=== Stated goal 1 ===
Return the passage on backpacking between "My plan was" and "Deal with it.", inclusive, copying it word for word.

Go look in the mirror, take a look that can be short but make it hard. There is either some part of you that agrees with this statement, that has contemplated dumping everything, walking away, or you just don’t dig it. Anyone who’s been backpacking has answered this question at some point, even if they don’t realize it. STUFF, if we’re being honest, is a pain in the ass. When I said goodbye to South Korea (as well as the lovely and gorgeous host of this blog) to travel around Southeast Asia, everything I thought I’d need had been (over)stuffed into a bag. 

My plan was to travel for a little, celebrate the solar new year, then look for work in Cambodia, maybe Thailand, possibly Laos—someplace where snow wouldn’t be an issue and I could get a decent sandwich (Full disclosure: this plan was amended from an earlier plan). Everything went into that travel bag—warm weather clothes, two sweatshirts, two flasks, underwear abundant, socks, clothes that could be worn for job business, a pair of sports shoes—clunky clunky sports shoes. This thing was overpacked, bursting. I got it closed, but opening it again, as the dicks at airport security made me do was the least pleasant thing in the world. Turning up nothing of concern and seeing that they’d opened a storm, security personnel pushed the bag towards me and looked towards the line that wasn’t behind me or anywhere. Deal with it.

=== Dataset records ===

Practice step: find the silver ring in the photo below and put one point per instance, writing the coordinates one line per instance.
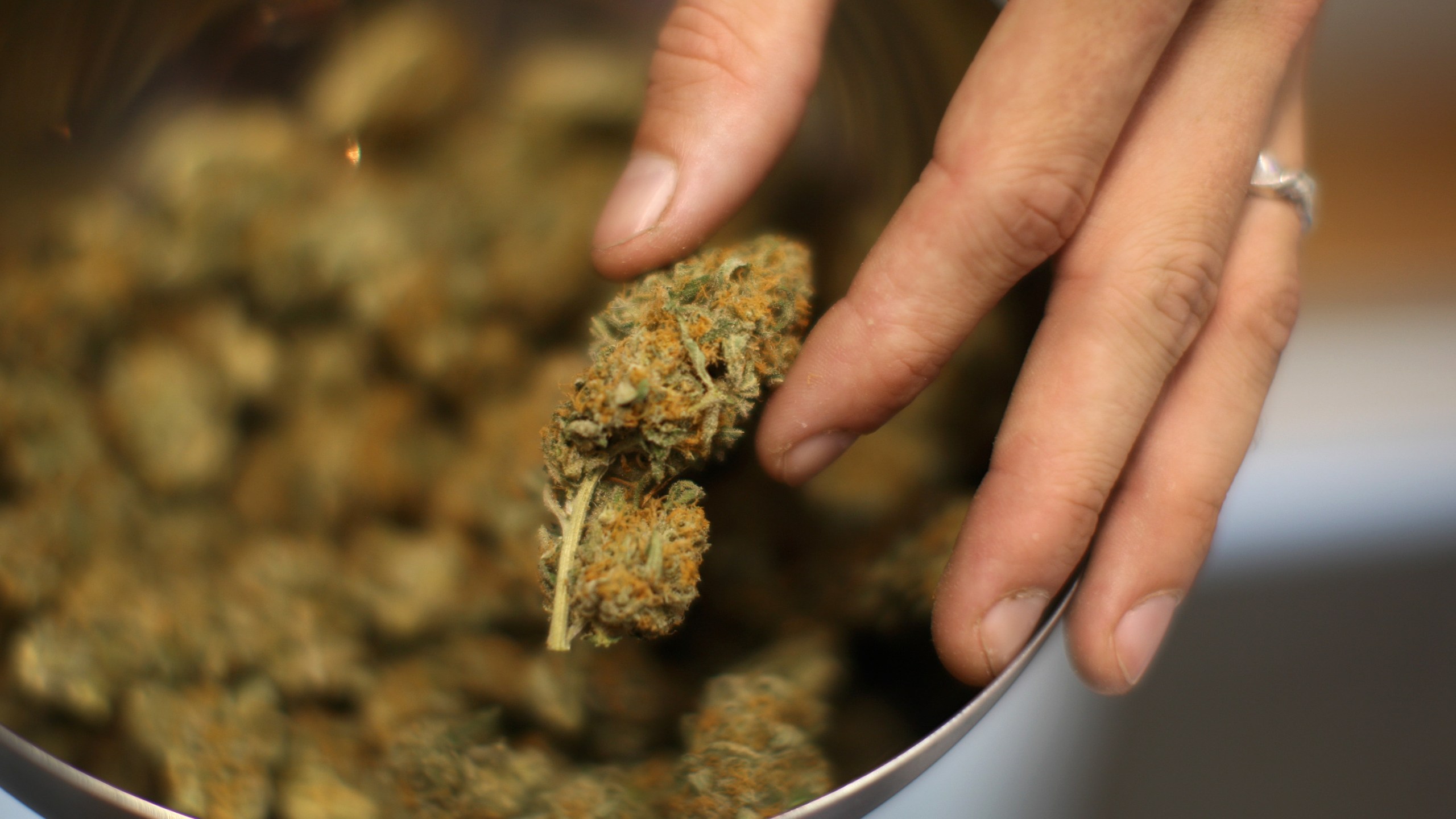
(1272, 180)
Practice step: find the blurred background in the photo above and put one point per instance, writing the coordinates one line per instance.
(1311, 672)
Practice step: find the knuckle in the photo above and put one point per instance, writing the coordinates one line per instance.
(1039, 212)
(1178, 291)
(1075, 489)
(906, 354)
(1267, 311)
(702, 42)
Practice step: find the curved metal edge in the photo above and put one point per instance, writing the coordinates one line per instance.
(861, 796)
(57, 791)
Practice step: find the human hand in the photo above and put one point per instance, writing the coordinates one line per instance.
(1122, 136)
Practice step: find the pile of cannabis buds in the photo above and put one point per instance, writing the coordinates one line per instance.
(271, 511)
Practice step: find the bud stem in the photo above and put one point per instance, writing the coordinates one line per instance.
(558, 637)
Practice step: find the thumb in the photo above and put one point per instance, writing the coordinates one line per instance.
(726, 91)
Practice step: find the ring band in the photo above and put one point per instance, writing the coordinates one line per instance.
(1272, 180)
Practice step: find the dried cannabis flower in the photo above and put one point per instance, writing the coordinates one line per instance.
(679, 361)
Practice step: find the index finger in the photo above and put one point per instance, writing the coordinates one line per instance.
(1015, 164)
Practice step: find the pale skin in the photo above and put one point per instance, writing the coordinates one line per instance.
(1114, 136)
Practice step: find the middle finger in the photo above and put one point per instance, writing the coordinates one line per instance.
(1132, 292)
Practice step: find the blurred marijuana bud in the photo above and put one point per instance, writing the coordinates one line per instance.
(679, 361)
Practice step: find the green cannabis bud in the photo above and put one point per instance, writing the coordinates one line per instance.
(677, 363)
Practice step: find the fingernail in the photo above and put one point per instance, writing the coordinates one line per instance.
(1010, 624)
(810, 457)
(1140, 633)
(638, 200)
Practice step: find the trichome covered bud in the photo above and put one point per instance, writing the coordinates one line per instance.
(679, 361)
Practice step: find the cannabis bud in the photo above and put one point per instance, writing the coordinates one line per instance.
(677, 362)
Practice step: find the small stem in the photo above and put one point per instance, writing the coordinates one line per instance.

=== Stated goal 2 ===
Retype the rows between the start of the rows and the line holding "(1311, 672)", inclusive, omitting the pictures.

=== Correct answer 1 ===
My plan was to travel for a little, celebrate the solar new year, then look for work in Cambodia, maybe Thailand, possibly Laos—someplace where snow wouldn’t be an issue and I could get a decent sandwich (Full disclosure: this plan was amended from an earlier plan). Everything went into that travel bag—warm weather clothes, two sweatshirts, two flasks, underwear abundant, socks, clothes that could be worn for job business, a pair of sports shoes—clunky clunky sports shoes. This thing was overpacked, bursting. I got it closed, but opening it again, as the dicks at airport security made me do was the least pleasant thing in the world. Turning up nothing of concern and seeing that they’d opened a storm, security personnel pushed the bag towards me and looked towards the line that wasn’t behind me or anywhere. Deal with it.

=== Correct answer 2 ===
Practice step: find the silver ring in the photo below and put one point per instance, writing the coordinates one line per instance.
(1272, 180)
Practice step: find the blurred background in the photo above and put one point per instance, writing the coordinates one line per instance.
(1311, 672)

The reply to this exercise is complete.